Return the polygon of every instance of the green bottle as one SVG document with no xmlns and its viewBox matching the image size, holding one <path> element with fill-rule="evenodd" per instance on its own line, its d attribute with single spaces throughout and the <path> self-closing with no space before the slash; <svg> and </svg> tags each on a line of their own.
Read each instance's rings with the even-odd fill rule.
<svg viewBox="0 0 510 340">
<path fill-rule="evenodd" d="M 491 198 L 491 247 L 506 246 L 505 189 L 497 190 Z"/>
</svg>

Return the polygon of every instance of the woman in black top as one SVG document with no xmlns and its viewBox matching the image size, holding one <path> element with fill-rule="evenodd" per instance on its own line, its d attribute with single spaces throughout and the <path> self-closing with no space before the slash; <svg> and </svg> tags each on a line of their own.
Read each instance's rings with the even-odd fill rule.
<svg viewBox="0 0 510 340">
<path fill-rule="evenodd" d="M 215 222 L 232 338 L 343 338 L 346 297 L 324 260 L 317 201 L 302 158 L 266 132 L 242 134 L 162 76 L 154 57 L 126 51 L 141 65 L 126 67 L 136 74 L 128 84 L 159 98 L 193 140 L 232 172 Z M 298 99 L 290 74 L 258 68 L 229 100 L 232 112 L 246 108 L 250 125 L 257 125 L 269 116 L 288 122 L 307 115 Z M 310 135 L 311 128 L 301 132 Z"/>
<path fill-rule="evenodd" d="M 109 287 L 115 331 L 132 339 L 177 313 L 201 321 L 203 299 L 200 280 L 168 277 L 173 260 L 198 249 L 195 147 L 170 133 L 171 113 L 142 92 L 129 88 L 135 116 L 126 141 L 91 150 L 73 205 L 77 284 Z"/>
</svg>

§

WORK ITEM ::
Search the entries above for the word "polygon" and count the lines that hold it. Reply with only that number.

OUTPUT FOR THIS EXERCISE ::
2